▸ **Quoted passage**
Five Architectural Primitives Every Agent Swarm Rediscovers
Two Experiments, One Architecture
Two engineering teams independently published results from ambitious multi-agent coding experiments. Cursor ran thousands of agents for a week to build a web browser from scratch, peaking at ~1,000 commits per hour across 10 million tool calls. Anthropic ran 16 Claude agents for two weeks to build a C compiler in Rust, producing 100,000 lines of code across nearly 2,000 sessions for $20,000 in API costs.
Different teams. Different models. Different goals. They converged on the same five architectural primitives.
This post breaks down each primitive with implementation details from both projects, explains why the convergence happened, and gives you concrete patterns to apply in your own agent systems.
Primitive 1: Hierarchical Task Decomposition with Full Ownership
Both teams discovered that flat agent structures fail catastrophically at scale.
Cursor’s Journey to Hierarchy
Cursor started with the intuitive approach: give all agents equal status and let them self-coordinate through a shared file system. The result was disastrous.
“Agents held locks for too long, forgot to release them, tried to lock or unlock when it was illegal to, and in general didn’t understand the significance of holding a lock.”
Twenty agents slowed to the throughput of two or three. Worse, flat structures induced responsibility avoidance. Agents chose smaller, safer changes rather than tackling core challenges.
The breakthrough was a three-tier architecture:
Root Planners own the full scope. They read the codebase, understand the architecture, and decompose into thousands of tasks. Critically, they write zero code. This keeps their context window clean. Sub-Planners recursively own narrower slices. Workers execute in complete isolation on their own repository copies, producing structured handoffs on completion.
Anthropic’s Specialization Model
Anthropic took a flatter but still hierarchical approach. Rather than recursive planners, the team let agents self-select tasks while introducing role specialization:
Agents just picked the “next most obvious” problem. Some specialized. One handled duplicate code, another focused on performance, a few critiqued design like a Rust expert would, and others updated docs.
The key insight is the same: dedicated ownership prevents responsibility diffusion. Whether you achieve it through recursive planners (Cursor) or role specialization (Anthropic), the agent that owns a problem must have full autonomy over its domain.
Both teams also discovered that a centralized integrator role backfires. Cursor explicitly removed theirs:
“We originally added an integrator for central globally-aware quality control… It quickly became an obvious bottleneck. There were hundreds of workers and one gate.”
Primitive 2: Git as the Coordination Protocol
Neither team built a custom message bus, event queue, or shared database. Both chose Git.
Cursor: Isolated Repository Copies
Each worker operates on its own full copy of the repository. There is no shared filesystem, no real-time state synchronization, and no inter-agent communication. Workers push completed changes and move on. Planners periodically pull to assess the current state.
Anthropic: Docker + Bare Upstream Repo
Each of the 16 Claude agents runs inside its own Docker container. A bare Git repo is created, and each container mounts it at /upstream. Agents clone locally to /workspace, do their work, then push back.

▸ **Requirement A**
In the post on agent swarm primitives, at what path does each Docker container mount the bare Git repo?
▸ **Requirement B**
Reproduce the part of the post on agent swarm primitives that begins at the words "The key insight" and stops after "over its domain.", swapping "full autonomy" for "complete control".
The records that follow the post are not needed for anything here.

▸ **Material supplied**
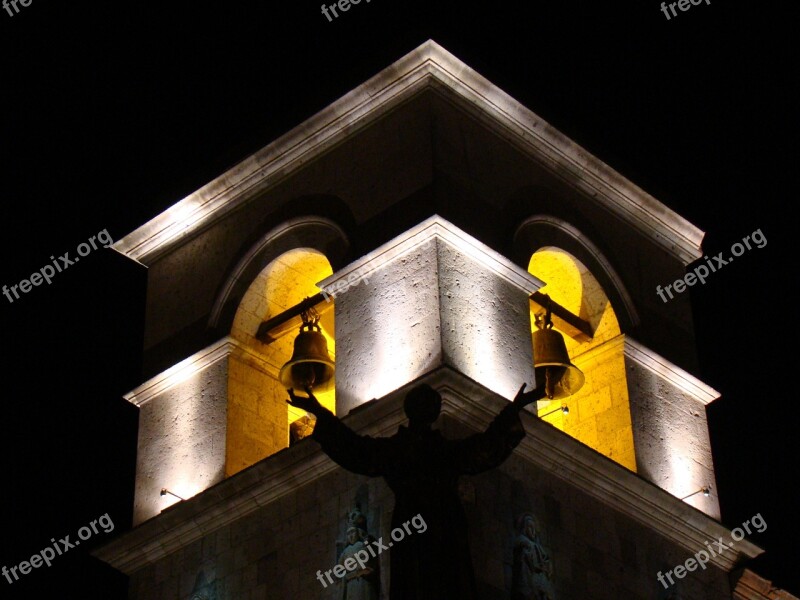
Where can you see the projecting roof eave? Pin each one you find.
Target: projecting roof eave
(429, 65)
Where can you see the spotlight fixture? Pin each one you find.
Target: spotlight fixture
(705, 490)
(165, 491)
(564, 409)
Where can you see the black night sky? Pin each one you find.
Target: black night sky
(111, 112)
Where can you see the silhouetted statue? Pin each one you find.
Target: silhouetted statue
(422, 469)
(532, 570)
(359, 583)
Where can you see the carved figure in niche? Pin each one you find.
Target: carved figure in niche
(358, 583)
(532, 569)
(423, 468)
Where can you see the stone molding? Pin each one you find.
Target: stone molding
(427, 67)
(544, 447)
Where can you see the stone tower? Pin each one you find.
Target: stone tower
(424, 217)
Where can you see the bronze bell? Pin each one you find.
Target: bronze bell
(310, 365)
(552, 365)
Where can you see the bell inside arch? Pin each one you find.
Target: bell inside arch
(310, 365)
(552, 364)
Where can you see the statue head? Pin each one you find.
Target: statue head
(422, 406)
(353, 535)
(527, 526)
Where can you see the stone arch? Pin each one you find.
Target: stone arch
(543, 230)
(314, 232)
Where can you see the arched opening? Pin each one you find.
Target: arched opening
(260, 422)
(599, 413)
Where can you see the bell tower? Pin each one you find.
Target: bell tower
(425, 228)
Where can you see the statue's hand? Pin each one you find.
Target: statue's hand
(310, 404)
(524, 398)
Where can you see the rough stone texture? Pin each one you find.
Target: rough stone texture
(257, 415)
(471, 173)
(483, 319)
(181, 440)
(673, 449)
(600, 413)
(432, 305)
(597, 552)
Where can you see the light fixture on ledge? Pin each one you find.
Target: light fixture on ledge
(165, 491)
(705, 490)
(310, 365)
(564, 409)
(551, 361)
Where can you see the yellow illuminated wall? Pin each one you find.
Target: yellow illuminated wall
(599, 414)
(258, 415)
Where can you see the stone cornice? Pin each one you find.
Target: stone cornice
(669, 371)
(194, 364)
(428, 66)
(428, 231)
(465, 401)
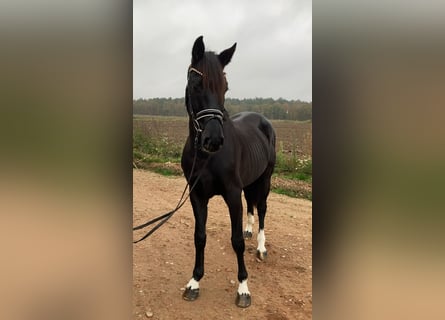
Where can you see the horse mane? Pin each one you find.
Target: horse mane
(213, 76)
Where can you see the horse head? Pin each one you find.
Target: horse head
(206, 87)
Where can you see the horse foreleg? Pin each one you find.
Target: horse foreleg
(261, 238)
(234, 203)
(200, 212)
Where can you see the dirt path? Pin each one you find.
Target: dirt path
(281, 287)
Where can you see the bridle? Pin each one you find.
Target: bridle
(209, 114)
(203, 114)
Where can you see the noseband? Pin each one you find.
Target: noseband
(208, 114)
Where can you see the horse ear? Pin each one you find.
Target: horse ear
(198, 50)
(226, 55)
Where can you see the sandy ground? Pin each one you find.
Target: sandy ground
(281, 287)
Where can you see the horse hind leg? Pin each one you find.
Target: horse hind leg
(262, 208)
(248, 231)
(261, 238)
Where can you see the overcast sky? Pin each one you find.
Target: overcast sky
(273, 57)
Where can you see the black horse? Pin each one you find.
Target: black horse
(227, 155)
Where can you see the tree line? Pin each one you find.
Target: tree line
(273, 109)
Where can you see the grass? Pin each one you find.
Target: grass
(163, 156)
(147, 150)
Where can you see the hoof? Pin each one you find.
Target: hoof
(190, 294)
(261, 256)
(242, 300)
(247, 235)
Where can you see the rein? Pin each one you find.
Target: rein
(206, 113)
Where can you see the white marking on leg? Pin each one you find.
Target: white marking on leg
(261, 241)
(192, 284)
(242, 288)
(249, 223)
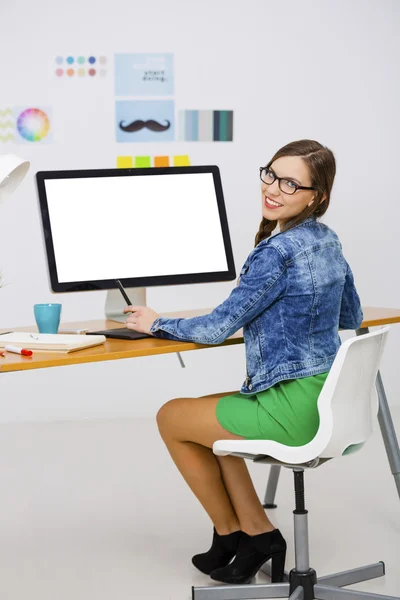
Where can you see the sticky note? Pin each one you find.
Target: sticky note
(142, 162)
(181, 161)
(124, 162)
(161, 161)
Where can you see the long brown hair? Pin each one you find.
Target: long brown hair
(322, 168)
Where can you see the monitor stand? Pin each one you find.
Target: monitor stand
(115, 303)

▸ **Your solution A**
/upstream

▸ **Your solution B**
The key insight is the same: dedicated ownership prevents responsibility diffusion. Whether you achieve it through recursive planners (Cursor) or role specialization (Anthropic), the agent that owns a problem must have complete control over its domain.